Records from a dataset
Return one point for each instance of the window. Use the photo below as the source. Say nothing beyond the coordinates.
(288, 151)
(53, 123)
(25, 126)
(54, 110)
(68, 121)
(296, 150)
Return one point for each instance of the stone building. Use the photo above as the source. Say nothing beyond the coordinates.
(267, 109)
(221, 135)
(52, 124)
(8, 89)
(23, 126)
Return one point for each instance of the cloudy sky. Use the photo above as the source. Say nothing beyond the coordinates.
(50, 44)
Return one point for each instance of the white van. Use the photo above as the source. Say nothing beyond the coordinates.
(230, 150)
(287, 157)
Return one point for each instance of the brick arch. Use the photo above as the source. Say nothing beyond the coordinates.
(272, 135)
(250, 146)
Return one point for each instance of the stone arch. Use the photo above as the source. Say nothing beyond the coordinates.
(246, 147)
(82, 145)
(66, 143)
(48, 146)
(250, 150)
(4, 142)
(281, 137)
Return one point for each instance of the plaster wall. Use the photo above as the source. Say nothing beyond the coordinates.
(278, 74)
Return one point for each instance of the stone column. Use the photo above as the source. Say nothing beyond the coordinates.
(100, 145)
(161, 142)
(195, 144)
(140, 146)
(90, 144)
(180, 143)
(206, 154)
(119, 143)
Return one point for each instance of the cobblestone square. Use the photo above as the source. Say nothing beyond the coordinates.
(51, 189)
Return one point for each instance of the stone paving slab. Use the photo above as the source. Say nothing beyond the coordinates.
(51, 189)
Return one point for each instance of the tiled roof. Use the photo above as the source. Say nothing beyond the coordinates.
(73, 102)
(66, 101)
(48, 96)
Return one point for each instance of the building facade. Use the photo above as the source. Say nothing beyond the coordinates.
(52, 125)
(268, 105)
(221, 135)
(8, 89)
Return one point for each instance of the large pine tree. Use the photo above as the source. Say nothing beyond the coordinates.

PROBLEM DETAILS: Extract all of the records above, reproducing every line verbatim and in its original order.

RIGHT ANSWER:
Return one point for each instance of the window. Use the photo below as the source. Say nothing beyond the coordinates.
(288, 151)
(53, 123)
(25, 126)
(54, 110)
(68, 121)
(296, 150)
Return one point for each instance of the stone building. Use the photo above as the source. Say nothing beyond the coordinates.
(267, 109)
(221, 135)
(52, 124)
(8, 89)
(23, 126)
Return one point for each instance of the cloudy sky. Use the photo above as the source. Say nothing beyond the coordinates.
(50, 44)
Return one point for each instance of the white van. Use the photo above as the source. Say nothing beyond the coordinates.
(230, 150)
(287, 157)
Return one point for each instance of the brick arch. Use the photo above as the source. Say nothing beyond the coordinates.
(272, 135)
(250, 146)
Return one point for each instance of the stone arch. Use the photo above as the source. Say nothing beyond the coordinates.
(246, 147)
(82, 145)
(66, 143)
(48, 146)
(250, 150)
(4, 142)
(281, 137)
Return one point for each instance of the plaster wall. Use the photo above as the source. Say nothing beyond the coordinates.
(278, 74)
Return one point for each instance of the stone column. Use the photo above as the source. Say nothing beyond the coordinates.
(100, 145)
(161, 142)
(195, 144)
(140, 146)
(90, 144)
(180, 143)
(206, 154)
(119, 143)
Return one point for each instance of the cobblestone square. Use the photo above as the source. Say nothing beyond the coordinates.
(51, 189)
Return one point for each instance of the stone paving slab. Use the photo above as the source. Say nothing beyond the coordinates.
(51, 189)
Return one point for each instance of the tiled roof. Use the photo above as the source. Say nothing beyond the coordinates.
(73, 102)
(66, 101)
(48, 96)
Return one point for each instance of the building facade. Use the photo above as the source. Say nothing beyond the coordinates.
(52, 125)
(268, 105)
(221, 135)
(8, 89)
Return one point for each instance of the large pine tree. Use the photo above as the source. Say nothing beyond the coordinates.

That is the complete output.